**Extracted text**
PGNiG has international operations in different countries. It has been active in the Middle East and Asia since the 1980s. In October 2018, PGNiG was one of several companies to not extend operations in Iran, following the reinstatement of U.S. sanctions.

=== Downstream operations ===
PGNiG was the only producer of Helium in Central Europe.

=== Exploration and production ===
PGNiG's Exploration and Production segment reported an operating profit of PLN 2,805m for 2017. The company held a total of 213 production licences in Poland, produced 787,000 tonnes of oil and 3,839 mcm of high-methane and nitrogen-rich gas. Outside of Poland, PGNiG reported a total production of 698 mcm in combined gas and 470,000 tonnes of crude oil.

The company was also engaged in exploration activities in Pakistan, and minor activities in Libya and Iran.

**Data extract**

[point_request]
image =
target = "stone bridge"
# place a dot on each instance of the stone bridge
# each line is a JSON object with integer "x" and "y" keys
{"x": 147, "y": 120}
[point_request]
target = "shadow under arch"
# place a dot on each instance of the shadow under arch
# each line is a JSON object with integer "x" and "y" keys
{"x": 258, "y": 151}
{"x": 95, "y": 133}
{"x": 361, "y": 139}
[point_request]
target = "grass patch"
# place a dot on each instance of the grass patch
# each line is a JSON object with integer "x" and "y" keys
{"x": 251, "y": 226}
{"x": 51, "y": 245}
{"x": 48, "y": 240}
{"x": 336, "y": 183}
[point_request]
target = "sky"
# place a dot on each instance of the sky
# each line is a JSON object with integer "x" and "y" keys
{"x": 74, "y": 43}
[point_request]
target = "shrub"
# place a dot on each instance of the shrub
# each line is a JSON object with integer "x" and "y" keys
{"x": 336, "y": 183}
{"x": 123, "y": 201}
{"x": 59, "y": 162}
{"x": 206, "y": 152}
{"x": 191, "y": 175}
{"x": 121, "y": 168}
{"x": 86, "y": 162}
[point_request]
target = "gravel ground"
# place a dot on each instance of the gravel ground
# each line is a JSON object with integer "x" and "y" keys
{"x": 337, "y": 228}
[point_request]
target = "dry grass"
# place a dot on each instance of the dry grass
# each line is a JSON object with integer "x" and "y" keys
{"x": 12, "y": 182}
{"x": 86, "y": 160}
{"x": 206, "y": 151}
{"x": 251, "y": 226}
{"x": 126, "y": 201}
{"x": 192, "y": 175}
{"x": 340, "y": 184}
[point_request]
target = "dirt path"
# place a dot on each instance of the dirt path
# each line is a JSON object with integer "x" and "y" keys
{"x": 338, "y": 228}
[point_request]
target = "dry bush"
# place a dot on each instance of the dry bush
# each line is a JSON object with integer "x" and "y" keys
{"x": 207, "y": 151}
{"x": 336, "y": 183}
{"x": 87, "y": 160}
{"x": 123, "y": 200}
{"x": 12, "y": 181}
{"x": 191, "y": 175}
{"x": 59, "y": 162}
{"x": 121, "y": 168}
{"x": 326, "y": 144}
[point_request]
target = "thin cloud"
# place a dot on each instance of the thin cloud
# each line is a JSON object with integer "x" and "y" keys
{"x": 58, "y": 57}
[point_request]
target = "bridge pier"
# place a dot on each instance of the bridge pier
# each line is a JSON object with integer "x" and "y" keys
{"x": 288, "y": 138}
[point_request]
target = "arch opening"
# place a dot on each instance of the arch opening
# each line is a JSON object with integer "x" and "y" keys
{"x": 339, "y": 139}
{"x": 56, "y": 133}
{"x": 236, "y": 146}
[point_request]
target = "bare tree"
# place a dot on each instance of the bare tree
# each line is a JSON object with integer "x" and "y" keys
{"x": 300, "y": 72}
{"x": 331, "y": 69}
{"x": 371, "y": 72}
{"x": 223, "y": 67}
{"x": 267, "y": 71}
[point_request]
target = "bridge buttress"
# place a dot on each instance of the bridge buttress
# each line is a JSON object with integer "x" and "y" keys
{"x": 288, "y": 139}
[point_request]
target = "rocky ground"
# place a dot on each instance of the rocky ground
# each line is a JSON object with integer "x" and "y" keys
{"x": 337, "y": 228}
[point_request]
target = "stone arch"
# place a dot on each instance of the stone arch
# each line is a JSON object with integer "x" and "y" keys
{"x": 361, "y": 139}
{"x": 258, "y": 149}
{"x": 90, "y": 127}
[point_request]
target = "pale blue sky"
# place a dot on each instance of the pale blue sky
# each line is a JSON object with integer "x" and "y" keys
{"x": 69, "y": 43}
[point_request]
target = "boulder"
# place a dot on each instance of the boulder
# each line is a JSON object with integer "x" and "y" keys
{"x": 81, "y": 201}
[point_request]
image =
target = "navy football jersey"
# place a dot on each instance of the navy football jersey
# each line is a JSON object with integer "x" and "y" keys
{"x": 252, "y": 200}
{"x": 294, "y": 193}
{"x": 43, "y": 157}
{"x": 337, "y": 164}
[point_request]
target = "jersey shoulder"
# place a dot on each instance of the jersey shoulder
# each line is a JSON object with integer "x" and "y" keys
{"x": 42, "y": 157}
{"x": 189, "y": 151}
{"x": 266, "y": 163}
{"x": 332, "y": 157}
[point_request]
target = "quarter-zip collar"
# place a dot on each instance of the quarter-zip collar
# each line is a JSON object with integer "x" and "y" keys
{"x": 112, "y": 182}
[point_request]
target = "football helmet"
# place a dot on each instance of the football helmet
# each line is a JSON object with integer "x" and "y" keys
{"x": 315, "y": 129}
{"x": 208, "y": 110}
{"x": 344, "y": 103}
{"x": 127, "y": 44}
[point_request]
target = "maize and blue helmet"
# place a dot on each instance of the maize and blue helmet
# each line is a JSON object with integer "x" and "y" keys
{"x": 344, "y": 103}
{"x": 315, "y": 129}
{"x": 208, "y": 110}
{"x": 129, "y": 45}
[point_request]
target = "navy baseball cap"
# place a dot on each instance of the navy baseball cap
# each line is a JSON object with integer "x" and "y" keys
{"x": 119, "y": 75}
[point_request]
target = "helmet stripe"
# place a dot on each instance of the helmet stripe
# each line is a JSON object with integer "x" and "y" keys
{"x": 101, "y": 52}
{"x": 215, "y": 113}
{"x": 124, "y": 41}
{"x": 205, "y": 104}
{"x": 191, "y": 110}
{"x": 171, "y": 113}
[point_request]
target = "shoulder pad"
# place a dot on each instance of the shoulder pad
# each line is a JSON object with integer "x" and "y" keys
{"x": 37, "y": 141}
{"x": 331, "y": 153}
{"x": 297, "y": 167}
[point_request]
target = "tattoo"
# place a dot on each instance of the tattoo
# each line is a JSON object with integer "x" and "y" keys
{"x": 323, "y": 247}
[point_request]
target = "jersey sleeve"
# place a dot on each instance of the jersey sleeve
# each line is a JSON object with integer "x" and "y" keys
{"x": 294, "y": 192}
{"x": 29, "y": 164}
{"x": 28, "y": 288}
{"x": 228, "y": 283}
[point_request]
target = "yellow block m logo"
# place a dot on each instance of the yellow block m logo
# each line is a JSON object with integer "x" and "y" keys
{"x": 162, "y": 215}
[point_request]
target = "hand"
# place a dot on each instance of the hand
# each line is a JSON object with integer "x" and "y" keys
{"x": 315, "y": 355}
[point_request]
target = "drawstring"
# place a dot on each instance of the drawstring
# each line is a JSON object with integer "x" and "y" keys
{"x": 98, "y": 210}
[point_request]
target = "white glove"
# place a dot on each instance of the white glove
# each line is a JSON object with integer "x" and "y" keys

**What this task involves**
Rewrite the paragraph of the PGNiG text beginning "PGNiG's Exploration and Production segment reported" as a bulleted list that keeps its main figures.

**Reply to the exercise**
- 2017 operating profit of the Exploration and Production segment: PLN 2,805m
- Production licences in Poland: 213
- Oil produced in Poland: 787,000 tonnes
- High-methane and nitrogen-rich gas produced in Poland: 3,839 mcm
- Production outside Poland: 698 mcm of combined gas and 470,000 tonnes of crude oil